### Aim
Write out all the lines below again, requests included, adding 96 to each coordinate in the answer points. Leave the pictures out.

### Recorded data
■ ■ ■ ■ ■ ■ ■

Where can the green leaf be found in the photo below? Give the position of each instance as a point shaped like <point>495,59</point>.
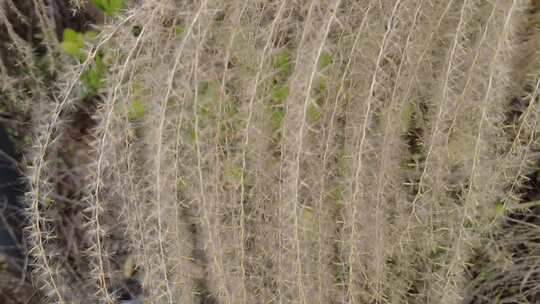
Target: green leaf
<point>282,62</point>
<point>280,93</point>
<point>136,110</point>
<point>320,86</point>
<point>325,60</point>
<point>313,114</point>
<point>109,7</point>
<point>277,118</point>
<point>179,30</point>
<point>500,209</point>
<point>73,43</point>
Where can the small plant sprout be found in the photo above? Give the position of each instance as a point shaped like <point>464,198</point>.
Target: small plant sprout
<point>109,7</point>
<point>325,60</point>
<point>136,110</point>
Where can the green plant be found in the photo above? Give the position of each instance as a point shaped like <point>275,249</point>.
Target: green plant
<point>109,7</point>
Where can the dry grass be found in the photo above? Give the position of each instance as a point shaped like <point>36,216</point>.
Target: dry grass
<point>293,152</point>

■ ■ ■ ■ ■ ■ ■

### Correct output
Where can the green leaf be found in the photo below? Give the position of each instance as a point shaped like <point>495,59</point>.
Target: green leaf
<point>378,158</point>
<point>376,189</point>
<point>232,206</point>
<point>416,182</point>
<point>421,156</point>
<point>409,210</point>
<point>205,103</point>
<point>373,214</point>
<point>275,126</point>
<point>596,305</point>
<point>169,139</point>
Where can the small plant sprout be found in the photo above? Give the position of each instance as a point shaped like <point>464,198</point>.
Target: small plant sprout
<point>205,103</point>
<point>421,156</point>
<point>232,206</point>
Where can the green plant be found in the photo above? Give the position of each instance as a point shaped like <point>275,249</point>.
Target: green plant
<point>205,103</point>
Where can the dry grass be found in the photo above? Give the position of each instance as a point shaped like <point>36,216</point>.
Target: dry grass
<point>389,248</point>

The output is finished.